_Kaynaktan alıntı_.
▼

Sahabe: "Ey Allahın Rasulü! İyilik etmeye en layık olan kimdir?"
diye sordular. O: "Annen" buyurdu. "Sonra kim?" dediler. O:
"Annen" buyurdu. "Sonra kim?" dediler. O: "Baban"
"Sonra kim?" dediler. O: "En yakından itibaren diğer
yakınlar." buyurdu.
(İbn Mace, Edeb, 1)
Sevabı Allah'a en çabuk ulaşacak hayır, iyilik ve sıla-i rahimdir. Cezası
en çabuk verilecek kötülük ise, azgınlık ve akrabalarla ilişkiyi koparmaktır.
(İbn Mace, Zühd, 23)
Kaza (ve kaderi) ancak dua değiştirir. Ömrü
ise ancak iyilik artırır.
(Tirmizi, Kader, 6)
Yüce Allah şöyle buyurur: "Kim bir iyilik yaparsa ona on misli vardır
hatta daha fazlasını veririm. Kim de bir kötülük yaparsa ona bir misli
vardır hatta bağışlarım."
(Müslim, Zikir, 22)
Hasedden (kıskançlıktan) sakınınız. Çünkü ateşin odunu yediği gibi
kıskançlık da iyi amelleri yer bitirir.
(Ebu Davud, Edeb, 44)
Masiyet olan hususlarda itaat yoktur. İtaat, ancak maruf yani iyi olan
hususlardadır.
(Buhari, Ahkam, 4)
Her iyilik bir sadakadır.
(Buhari, Edeb, 33; Müslim, Zekat, 52)
Her yapılan iyilik bir sadakadır. Kardeşini güler yüzle karşılamak da,
kendi kabından kardeşinin kabına (su vb.) boşaltmak da iyiliklerdendir.
(Ahmed b. Hanbel, Müsned, III, 360;
Tirmizi, Birr ve Sıla, 45)
Hz. Peygamber "Her Müslüman sadaka vermelidir." buyurdu.
Sahabiler: "Ey Allah'ın Peygamberi! Ya bulamazsa?" dediler.
Rasulullah: "Eliyle çalışır; hem kendi faydalamr, hem de sadaka
verir." buyurdu. Sahabiler: "Çalışma imkanı bulamazsa?" dediler.
Rasulullah; "Muhtaç ve mazluma yardım eder." buyurdu. "Buna da
imkan bulamazsa?" dediler. Rasulullah; "İyilik yapsın, kendini
kötülükten çeksin. Çünkü bu da onun için bir sadakadır." buyurdu.
(Buhari, Zekat, 30; Müslim, Zekat, 55)
İçinde güneş doğan her gün, insanların her bir mafsalı için bir sadaka
vacib olur. İki kişinin arasında adaletle hükmetmen bir sadakadır. Bir kimseye
yardım edip hayvanına bindirmen yahut eşyasını hayvana yüklemen bir sadakadır.
Güzel söz bir sadakadır. Namaza giderken attığın her adım bir sadakadır. Yoldan
rahatsız eden şeyleri atman bir sadakadır.
(Müslim, Zekat, 56)
Küçüğümüze şefkat, büyüğümüze hürmet göstermeyen, iyilikleri emredip
kötülüklerden sakındırmayan bizden değildir.

▲

_Çıkarılan bilgiler_.

▼

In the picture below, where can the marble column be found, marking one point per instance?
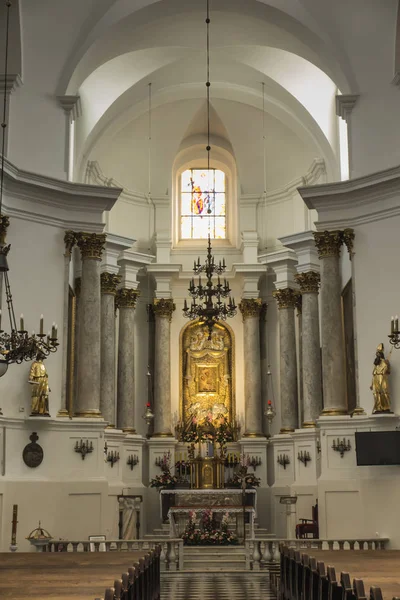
(251, 309)
(108, 286)
(126, 302)
(328, 244)
(287, 299)
(163, 309)
(88, 376)
(311, 353)
(69, 241)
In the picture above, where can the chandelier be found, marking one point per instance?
(18, 345)
(211, 307)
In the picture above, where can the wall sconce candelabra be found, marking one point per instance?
(132, 461)
(112, 457)
(83, 448)
(341, 446)
(254, 461)
(304, 457)
(283, 460)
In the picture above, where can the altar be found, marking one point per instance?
(178, 504)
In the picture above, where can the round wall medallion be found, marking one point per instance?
(33, 452)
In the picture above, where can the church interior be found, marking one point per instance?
(199, 212)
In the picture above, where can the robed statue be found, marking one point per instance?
(380, 382)
(39, 380)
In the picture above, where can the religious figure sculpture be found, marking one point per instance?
(380, 382)
(39, 380)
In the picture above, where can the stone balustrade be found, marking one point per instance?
(171, 557)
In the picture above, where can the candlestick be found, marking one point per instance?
(14, 525)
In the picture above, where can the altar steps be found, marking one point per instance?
(214, 559)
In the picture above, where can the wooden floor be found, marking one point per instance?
(61, 576)
(379, 568)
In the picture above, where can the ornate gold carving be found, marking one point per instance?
(348, 238)
(328, 243)
(69, 241)
(285, 298)
(164, 308)
(109, 282)
(250, 307)
(4, 225)
(91, 245)
(126, 298)
(308, 282)
(78, 285)
(206, 373)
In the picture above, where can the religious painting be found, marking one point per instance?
(348, 330)
(206, 380)
(203, 204)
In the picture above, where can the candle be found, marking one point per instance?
(14, 525)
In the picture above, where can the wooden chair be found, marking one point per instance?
(308, 527)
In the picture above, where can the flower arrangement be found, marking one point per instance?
(207, 534)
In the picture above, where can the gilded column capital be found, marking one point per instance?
(328, 243)
(286, 298)
(4, 224)
(78, 285)
(91, 245)
(69, 241)
(126, 297)
(309, 282)
(348, 239)
(109, 282)
(250, 307)
(164, 308)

▲

_Yapılacaklar_.
a) Hadis metnine dayanarak şu soruları cevaplayın.
(i) Kıskançlık iyi amelleri neyin neyi yediği gibi yer bitirir?
(ii) Ömrü ancak ne artırır?
(iii) İçinde güneş doğan her gün, insanların her bir mafsalı için ne vacip olur?
b) Hadis metninde "(Ebu Davud, Edeb, 44)" sözleriyle başlayıp "boşaltmak da iyiliklerdendir." sözleriyle biten kısmın tamamını harfi harfine yazıya geçirin.

_Görevlerin çözümleri_.
a)
(i) Ateşin odunu yediği gibi.
(ii) İyilik.
(iii) Bir sadaka.

b)
(Ebu Davud, Edeb, 44)
Masiyet olan hususlarda itaat yoktur. İtaat, ancak maruf yani iyi olan
hususlardadır.
(Buhari, Ahkam, 4)
Her iyilik bir sadakadır.
(Buhari, Edeb, 33; Müslim, Zekat, 52)
Her yapılan iyilik bir sadakadır. Kardeşini güler yüzle karşılamak da,
kendi kabından kardeşinin kabına (su vb.) boşaltmak da iyiliklerdendir.